- [Provided passage]
The events in question may be trackings of UI actions and impressions, monitorings of IoT devices, business logic actions reported by other components.

I would like to list a few thoughts and recommendations of what to keep in mind when designing and using a platform for this purpose. As the text is rather long, I’ve diluted it with a few boomer memes.

Reference Architecture

The platform for event ingestion and analytical processing consists of multiple parts, each of which can be filled by different technologies.

For simplicity, let’s consider the following components:

  1. Event Source: IoT device, client application, external service,
  2. Reception Layer: a simple microservice which receives messages from Event Source and passes it on, possibly doing authentication, routing, …
  3. Streaming Layer: a message queue, such as Kafka or RabbitMQ, which facilitates stream processing. Usually accompanied with some suite for processing and dashboards, such as Spark Streaming and Grafana,
  4. Lake Ingestor: a component for reading the data from Stream and intelligently storing into the Data Lake,
  5. Data Lake: a technology for analytical processing, BigQuery, S3, Postgres, Clickhouse, Redshift, …

Recommendations

Do not omit any piece of the Reference Architecture

  • Some teams build a data platform without having a real data producer — this blunder should be obvious.

- [Written request] Rewrite the event ingestion passage from "I would like" to "by different technologies.", replacing "platform" with "system" throughout.

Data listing

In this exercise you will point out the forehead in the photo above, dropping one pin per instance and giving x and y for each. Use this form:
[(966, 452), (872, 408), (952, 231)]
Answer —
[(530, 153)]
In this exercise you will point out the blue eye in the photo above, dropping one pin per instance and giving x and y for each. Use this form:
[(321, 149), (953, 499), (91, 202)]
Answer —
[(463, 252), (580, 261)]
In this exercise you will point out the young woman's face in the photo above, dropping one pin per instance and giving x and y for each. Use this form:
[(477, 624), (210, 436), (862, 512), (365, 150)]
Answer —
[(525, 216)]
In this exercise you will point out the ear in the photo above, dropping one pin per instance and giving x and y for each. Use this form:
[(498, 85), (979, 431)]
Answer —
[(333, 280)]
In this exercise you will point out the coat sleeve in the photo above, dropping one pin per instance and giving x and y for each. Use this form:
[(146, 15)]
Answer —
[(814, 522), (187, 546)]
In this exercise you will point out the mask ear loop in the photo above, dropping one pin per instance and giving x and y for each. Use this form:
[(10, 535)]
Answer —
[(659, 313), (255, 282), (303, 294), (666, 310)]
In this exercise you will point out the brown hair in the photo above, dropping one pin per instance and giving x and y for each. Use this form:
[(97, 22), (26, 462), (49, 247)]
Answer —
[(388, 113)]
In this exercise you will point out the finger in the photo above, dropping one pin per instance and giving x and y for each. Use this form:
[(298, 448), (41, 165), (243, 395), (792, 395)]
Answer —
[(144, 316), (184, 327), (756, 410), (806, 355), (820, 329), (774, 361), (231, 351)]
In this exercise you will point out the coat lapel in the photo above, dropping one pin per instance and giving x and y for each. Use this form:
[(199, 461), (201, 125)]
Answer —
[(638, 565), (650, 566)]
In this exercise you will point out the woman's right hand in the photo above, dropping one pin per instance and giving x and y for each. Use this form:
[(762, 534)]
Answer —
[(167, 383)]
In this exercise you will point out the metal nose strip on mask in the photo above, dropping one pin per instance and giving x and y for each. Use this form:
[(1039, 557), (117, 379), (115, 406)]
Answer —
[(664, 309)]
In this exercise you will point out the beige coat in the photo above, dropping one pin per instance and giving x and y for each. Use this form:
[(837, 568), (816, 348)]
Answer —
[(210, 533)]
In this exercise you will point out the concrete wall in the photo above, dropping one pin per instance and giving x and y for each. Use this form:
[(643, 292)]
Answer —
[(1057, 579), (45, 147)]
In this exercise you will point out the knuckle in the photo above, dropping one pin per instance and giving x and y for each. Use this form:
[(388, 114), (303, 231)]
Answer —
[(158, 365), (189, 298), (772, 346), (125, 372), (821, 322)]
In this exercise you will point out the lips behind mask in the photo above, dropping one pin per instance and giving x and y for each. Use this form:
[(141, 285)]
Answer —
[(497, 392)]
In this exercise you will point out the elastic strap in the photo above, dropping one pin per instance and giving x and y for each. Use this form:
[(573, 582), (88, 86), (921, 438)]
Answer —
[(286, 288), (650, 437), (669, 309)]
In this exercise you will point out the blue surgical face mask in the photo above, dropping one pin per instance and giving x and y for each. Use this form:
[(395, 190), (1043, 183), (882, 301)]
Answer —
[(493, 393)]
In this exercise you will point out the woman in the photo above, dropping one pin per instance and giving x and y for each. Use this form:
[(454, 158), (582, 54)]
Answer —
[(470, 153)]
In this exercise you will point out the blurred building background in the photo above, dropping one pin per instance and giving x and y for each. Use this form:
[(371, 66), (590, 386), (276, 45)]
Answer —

- [Written solution]
I would like to list a few thoughts and recommendations of what to keep in mind when designing and using a system for this purpose. As the text is rather long, I’ve diluted it with a few boomer memes.

Reference Architecture

The system for event ingestion and analytical processing consists of multiple parts, each of which can be filled by different technologies.